[Working data Boundary: Start]

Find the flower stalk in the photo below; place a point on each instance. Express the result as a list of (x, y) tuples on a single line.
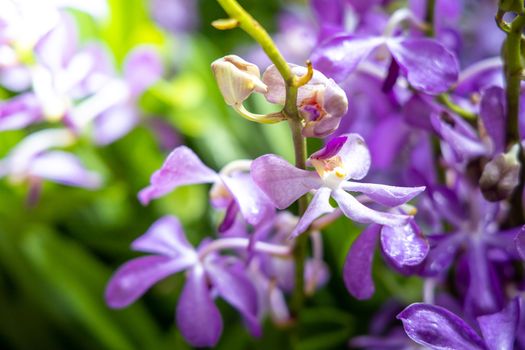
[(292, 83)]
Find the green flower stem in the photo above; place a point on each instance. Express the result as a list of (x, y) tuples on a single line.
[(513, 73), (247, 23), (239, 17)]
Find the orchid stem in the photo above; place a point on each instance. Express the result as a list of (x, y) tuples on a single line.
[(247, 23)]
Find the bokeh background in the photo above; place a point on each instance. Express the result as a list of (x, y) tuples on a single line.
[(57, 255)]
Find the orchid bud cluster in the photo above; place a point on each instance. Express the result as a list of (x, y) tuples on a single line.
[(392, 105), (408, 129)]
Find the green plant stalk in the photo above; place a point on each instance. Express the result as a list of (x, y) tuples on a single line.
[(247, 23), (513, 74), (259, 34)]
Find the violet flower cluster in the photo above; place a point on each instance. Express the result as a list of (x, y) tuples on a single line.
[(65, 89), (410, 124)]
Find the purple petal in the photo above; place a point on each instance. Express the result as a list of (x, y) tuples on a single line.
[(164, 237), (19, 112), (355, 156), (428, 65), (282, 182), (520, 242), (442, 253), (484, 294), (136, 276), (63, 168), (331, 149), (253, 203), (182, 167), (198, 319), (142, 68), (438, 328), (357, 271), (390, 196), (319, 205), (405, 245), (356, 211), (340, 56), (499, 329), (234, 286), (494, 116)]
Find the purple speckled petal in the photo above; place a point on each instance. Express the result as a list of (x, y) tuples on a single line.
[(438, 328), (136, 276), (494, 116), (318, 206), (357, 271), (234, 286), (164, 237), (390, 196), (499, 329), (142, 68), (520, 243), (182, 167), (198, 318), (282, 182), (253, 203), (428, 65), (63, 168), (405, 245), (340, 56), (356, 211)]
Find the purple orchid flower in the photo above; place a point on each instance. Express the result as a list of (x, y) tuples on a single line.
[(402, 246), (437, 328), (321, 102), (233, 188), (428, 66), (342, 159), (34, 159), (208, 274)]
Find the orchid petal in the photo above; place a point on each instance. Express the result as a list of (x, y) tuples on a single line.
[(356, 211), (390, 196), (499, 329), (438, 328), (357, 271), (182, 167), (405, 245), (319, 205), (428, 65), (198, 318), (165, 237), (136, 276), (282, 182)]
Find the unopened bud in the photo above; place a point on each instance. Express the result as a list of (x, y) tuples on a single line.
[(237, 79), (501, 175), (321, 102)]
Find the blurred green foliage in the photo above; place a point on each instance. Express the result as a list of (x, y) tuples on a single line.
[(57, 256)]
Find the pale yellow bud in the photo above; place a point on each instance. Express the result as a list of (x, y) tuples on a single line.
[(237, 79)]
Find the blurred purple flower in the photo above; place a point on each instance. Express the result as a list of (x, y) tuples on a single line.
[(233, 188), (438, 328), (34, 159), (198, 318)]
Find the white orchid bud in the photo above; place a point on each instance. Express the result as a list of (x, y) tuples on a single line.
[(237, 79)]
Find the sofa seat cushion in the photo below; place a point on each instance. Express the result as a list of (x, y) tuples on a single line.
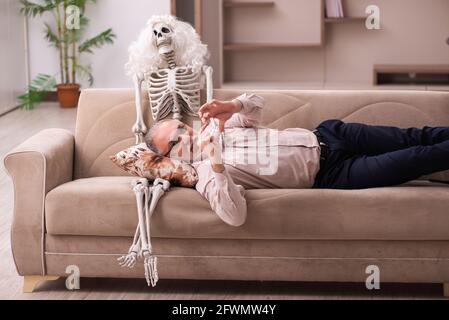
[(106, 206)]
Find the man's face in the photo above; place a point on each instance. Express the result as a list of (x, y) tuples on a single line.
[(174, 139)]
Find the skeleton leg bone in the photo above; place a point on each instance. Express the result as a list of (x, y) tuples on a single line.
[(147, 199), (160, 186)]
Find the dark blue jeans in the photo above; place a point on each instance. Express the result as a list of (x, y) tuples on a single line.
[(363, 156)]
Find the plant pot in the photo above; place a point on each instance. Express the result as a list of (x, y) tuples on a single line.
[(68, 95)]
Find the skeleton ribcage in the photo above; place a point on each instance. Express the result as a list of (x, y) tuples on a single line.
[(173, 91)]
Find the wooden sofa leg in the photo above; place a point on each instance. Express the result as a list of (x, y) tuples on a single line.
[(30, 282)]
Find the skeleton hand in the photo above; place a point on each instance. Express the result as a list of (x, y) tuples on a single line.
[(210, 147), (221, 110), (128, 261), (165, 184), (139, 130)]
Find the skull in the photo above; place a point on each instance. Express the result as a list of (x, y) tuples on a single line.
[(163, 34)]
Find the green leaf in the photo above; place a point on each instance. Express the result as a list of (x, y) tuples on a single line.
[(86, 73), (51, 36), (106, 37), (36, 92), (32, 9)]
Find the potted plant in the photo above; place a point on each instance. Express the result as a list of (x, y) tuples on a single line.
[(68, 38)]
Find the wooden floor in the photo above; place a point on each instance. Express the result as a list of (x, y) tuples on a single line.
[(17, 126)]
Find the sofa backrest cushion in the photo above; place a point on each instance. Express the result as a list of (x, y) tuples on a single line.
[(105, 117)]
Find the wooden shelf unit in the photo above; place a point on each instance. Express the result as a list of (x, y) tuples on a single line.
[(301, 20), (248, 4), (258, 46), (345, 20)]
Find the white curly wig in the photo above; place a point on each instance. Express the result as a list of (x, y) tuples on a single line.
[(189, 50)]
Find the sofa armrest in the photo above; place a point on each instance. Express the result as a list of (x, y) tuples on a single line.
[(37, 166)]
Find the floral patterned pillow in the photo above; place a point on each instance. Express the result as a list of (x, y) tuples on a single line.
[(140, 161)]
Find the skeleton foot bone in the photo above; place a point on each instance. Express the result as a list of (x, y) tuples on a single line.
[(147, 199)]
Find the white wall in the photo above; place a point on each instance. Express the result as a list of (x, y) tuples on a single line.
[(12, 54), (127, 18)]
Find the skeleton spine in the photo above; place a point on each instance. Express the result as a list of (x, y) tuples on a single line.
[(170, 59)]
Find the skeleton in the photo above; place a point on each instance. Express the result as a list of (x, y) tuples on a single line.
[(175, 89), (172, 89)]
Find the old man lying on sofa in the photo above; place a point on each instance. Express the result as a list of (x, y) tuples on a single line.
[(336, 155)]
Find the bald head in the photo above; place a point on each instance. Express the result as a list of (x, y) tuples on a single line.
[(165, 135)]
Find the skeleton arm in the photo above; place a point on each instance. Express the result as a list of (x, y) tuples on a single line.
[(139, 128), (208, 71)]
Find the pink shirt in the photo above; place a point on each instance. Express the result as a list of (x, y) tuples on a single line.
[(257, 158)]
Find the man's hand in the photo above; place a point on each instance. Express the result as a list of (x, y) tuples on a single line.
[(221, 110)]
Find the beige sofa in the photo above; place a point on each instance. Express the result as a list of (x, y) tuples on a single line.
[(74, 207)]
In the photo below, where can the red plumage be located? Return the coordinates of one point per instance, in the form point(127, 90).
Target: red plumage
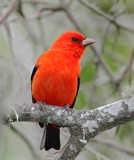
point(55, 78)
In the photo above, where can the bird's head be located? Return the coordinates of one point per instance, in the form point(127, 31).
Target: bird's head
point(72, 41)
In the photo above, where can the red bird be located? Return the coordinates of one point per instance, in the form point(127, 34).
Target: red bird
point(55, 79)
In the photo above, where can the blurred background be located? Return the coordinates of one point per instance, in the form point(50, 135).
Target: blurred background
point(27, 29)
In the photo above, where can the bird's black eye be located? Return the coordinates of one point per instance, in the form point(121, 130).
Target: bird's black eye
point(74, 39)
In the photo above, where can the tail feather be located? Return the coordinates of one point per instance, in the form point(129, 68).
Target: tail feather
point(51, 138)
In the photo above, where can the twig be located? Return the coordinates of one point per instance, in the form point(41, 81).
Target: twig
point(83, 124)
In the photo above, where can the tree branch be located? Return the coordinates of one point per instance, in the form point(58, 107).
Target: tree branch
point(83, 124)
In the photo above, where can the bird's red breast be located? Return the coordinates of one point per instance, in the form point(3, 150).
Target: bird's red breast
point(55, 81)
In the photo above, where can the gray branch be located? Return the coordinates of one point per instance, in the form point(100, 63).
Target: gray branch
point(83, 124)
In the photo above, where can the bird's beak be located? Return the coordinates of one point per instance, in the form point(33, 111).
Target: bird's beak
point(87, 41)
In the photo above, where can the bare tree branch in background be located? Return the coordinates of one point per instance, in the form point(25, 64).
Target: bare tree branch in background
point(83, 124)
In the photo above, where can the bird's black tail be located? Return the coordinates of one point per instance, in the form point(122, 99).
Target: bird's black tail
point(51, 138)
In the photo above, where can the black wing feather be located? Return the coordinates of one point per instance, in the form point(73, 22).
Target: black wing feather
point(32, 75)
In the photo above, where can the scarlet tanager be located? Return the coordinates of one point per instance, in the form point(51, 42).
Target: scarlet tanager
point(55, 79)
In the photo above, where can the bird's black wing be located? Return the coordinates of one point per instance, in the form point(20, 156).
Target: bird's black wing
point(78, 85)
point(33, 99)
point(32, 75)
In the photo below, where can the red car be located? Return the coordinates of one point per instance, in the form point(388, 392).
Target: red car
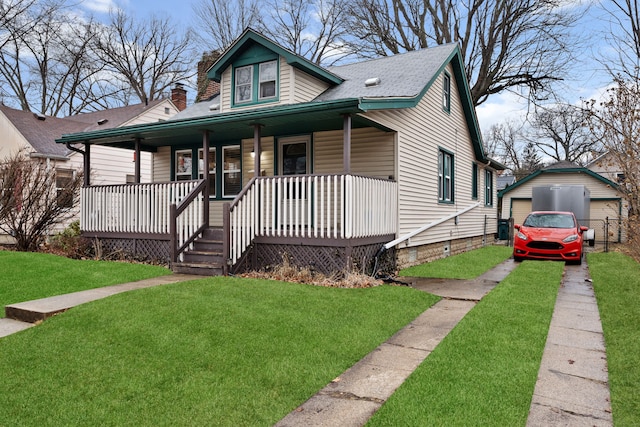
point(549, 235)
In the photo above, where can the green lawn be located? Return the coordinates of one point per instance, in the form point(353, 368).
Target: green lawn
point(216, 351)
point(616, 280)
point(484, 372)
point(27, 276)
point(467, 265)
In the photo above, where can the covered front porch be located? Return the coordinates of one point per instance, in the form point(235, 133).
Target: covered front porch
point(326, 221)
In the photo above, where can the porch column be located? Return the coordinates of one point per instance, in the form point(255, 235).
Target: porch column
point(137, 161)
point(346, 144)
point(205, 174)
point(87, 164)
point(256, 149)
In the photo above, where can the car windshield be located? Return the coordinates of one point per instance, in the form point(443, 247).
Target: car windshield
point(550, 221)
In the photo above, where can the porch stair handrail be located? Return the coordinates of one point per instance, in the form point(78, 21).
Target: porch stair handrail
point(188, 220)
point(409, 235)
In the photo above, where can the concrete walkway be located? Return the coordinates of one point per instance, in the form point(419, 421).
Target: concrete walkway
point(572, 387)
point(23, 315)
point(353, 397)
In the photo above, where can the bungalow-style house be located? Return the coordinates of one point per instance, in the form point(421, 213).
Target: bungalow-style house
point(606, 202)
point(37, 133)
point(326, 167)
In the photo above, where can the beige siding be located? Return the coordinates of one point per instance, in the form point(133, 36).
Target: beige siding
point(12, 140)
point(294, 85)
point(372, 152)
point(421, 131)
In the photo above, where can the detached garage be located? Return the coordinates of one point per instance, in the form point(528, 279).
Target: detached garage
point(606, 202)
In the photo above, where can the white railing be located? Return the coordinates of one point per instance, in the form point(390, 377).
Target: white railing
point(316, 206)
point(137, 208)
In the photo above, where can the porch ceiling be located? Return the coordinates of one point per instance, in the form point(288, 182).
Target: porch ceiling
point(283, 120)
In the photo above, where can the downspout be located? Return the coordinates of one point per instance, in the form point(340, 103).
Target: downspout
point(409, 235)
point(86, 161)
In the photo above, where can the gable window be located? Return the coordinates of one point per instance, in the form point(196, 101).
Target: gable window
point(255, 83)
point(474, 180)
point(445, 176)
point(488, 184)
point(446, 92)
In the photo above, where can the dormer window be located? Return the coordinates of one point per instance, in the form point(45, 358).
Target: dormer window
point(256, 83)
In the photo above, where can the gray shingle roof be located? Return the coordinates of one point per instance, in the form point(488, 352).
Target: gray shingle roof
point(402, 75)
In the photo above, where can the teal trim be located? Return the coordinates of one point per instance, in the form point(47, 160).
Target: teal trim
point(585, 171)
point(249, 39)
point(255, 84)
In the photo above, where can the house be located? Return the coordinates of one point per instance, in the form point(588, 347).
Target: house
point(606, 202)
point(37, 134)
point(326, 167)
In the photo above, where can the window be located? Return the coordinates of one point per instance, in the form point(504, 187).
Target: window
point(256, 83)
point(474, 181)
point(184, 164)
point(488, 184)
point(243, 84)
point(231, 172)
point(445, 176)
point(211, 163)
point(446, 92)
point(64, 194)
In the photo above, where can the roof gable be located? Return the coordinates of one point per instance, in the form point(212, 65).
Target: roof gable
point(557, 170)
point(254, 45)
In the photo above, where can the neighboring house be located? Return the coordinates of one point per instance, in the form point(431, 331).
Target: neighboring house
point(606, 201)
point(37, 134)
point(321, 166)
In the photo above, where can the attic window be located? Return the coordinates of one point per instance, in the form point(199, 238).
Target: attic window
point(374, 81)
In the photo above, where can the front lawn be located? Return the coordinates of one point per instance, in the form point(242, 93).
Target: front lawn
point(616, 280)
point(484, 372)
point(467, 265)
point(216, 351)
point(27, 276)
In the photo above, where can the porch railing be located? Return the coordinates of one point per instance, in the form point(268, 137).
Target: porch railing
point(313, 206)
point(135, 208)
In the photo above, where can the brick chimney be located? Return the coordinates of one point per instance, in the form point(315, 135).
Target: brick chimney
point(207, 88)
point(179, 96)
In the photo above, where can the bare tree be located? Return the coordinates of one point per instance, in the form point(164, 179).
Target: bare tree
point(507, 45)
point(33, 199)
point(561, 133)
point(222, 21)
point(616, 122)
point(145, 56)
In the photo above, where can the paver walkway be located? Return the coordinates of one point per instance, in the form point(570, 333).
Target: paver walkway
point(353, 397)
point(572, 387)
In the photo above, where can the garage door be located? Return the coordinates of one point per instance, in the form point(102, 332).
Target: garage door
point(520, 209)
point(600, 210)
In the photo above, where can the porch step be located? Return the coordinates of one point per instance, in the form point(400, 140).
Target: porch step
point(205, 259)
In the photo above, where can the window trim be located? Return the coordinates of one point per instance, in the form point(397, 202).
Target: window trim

[Working data Boundary: End]

Assignment → The stretch of entries above that starts with the line containing "Target: gray shingle roof" and goes on through the line containing "In the photo above, where can the front" is to be transcribed exactly, and no other line is to be transcribed.

Written answer →
Target: gray shingle roof
point(402, 75)
In the photo above, where can the teal trim be located? Return the coordinates of one point per instance, in the form point(47, 160).
Target: teal trim
point(585, 171)
point(249, 39)
point(255, 84)
In the photo above, where can the house be located? Return the coordinates of one point per instance, in the form point(588, 347).
Target: house
point(606, 202)
point(37, 134)
point(326, 167)
In the photo above, where can the window be located? Return the coordinates of one point per instance, in the form point(504, 187).
Target: window
point(256, 83)
point(474, 181)
point(184, 164)
point(488, 184)
point(243, 84)
point(231, 172)
point(445, 176)
point(211, 163)
point(446, 92)
point(64, 194)
In the photo above, where can the roof gable be located? Return the coordinates of one point per instance, in the form point(212, 65).
Target: roof gable
point(557, 170)
point(254, 45)
In the photo above, where can the neighboring house be located? Return the coordinates of one point per instance, in the form point(431, 331).
Target: neighboring house
point(606, 201)
point(37, 134)
point(321, 166)
In the photo above, where can the attic window be located? Return the coordinates of one point per instance, in the form point(199, 238).
Target: attic window
point(374, 81)
In the photo above, where can the front lawn be located? Return the coordinates of one point per instance, in the form point(242, 93).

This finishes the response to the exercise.